Platinum® Taq  DNA Polymerase is recombinant Taq  DNA polymerase complexed with a proprietary antibody that blocks polymerase activity at ambient temperatures. Activity is restored after the denaturation step in PCR cycling at 94° C, thereby providing an automatic “hot start” for Taq DNA polymerase in PCR(1,2,3). Hot starts in PCR provide increased sensitivity, specificity, and yield, while allowing assembly of reactions at room temperature. The use of this antibody helps reduce PCR optimization requirements, reaction set-up time and effort, handling of reaction components, and contamination risk, thereby improving PCR results.

Platinum® Taq DNA Polymerase is supplied at the same 5 unit per µl concentration as Taq  DNA Polymerase (Cat. No. 10342-053). No modification to PCR reactions or protocols are necessary. This enzyme formulation can also be used in larger volume cocktail mixes without difficulty.

    Kit Size    
Component 100 rxn 250 rxn 500 rxn 5,000 rxn
Platinum® Taq DNA Polymerase 20 µl 50 µl 100 µl 1000 µl
10X PCR Buffer, Minus Mg 1.25 ml 1.25 ml 2.5 ml    50 ml

Storage Buffer

20 mM Tris-HCl (pH 8.0), 40 mM NaCl, 2 mM Sodium Phosphate, 0.1 mM EDTA, 1 mM DTT, stabilizers, 50% (v/v) glycerol
10X PCR Buffer

200 mM Tris-HCl (pH 8.4), 500 mM KCl
Quality Control Platinum® Taq DNA Polymerase is evaluated in a DNA polymerization activity assay that measures the percent of Taq DNA polymerase inhibition versus an uninhibited control. Platinum® Taq DNA Polymerase is functionally tested for amplification and the absence of double- and single-stranded endonuclease activity, as well as the absence of contaminating exonuclease activity.

Unit Definition

One unit of Platinum® Taq DNA Polymerase incorporates 10 nmol of deoxyribonucleotide into acid-precipitable material in 30 min at 74°C.
PCR Precautions

Since PCR is a powerful technique capable of amplifying trace amounts of DNA, appropriate precautions should be taken to avoid cross-contamination. Ideally, amplification reactions should be assembled in a DNA-free environment. Use of aerosol-resistant barrier tips is recommended. Avoid contamination with the primers or template DNA used in individual reactions.  Analyze PCR products in an area separate from the reaction assembly area.

Material provided:

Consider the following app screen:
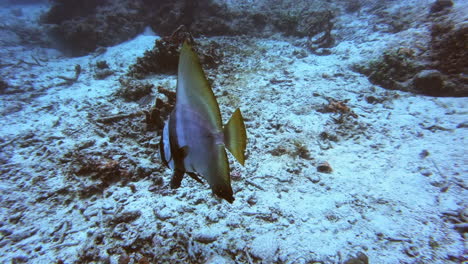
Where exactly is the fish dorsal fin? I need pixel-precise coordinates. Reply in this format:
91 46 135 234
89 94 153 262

Problems to solve:
1/ List each ingredient of the storage buffer in the Platinum Taq text, with its amount where one is given.
2/ Rewrite the part of the Platinum Taq text that starts with "Storage Buffer" and ends with "contaminating exonuclease activity.". Put "Tris-acetate" in place of "Tris-HCl" every time it appears.

Outputs in order:
1/
- 20 mM Tris-HCl (pH 8.0)
- 40 mM NaCl
- 2 mM Sodium Phosphate
- 0.1 mM EDTA
- 1 mM DTT
- stabilizers
- 50% (v/v) glycerol

2/
Storage Buffer

20 mM Tris-acetate (pH 8.0), 40 mM NaCl, 2 mM Sodium Phosphate, 0.1 mM EDTA, 1 mM DTT, stabilizers, 50% (v/v) glycerol
10X PCR Buffer

200 mM Tris-acetate (pH 8.4), 500 mM KCl
Quality Control Platinum® Taq DNA Polymerase is evaluated in a DNA polymerization activity assay that measures the percent of Taq DNA polymerase inhibition versus an uninhibited control. Platinum® Taq DNA Polymerase is functionally tested for amplification and the absence of double- and single-stranded endonuclease activity, as well as the absence of contaminating exonuclease activity.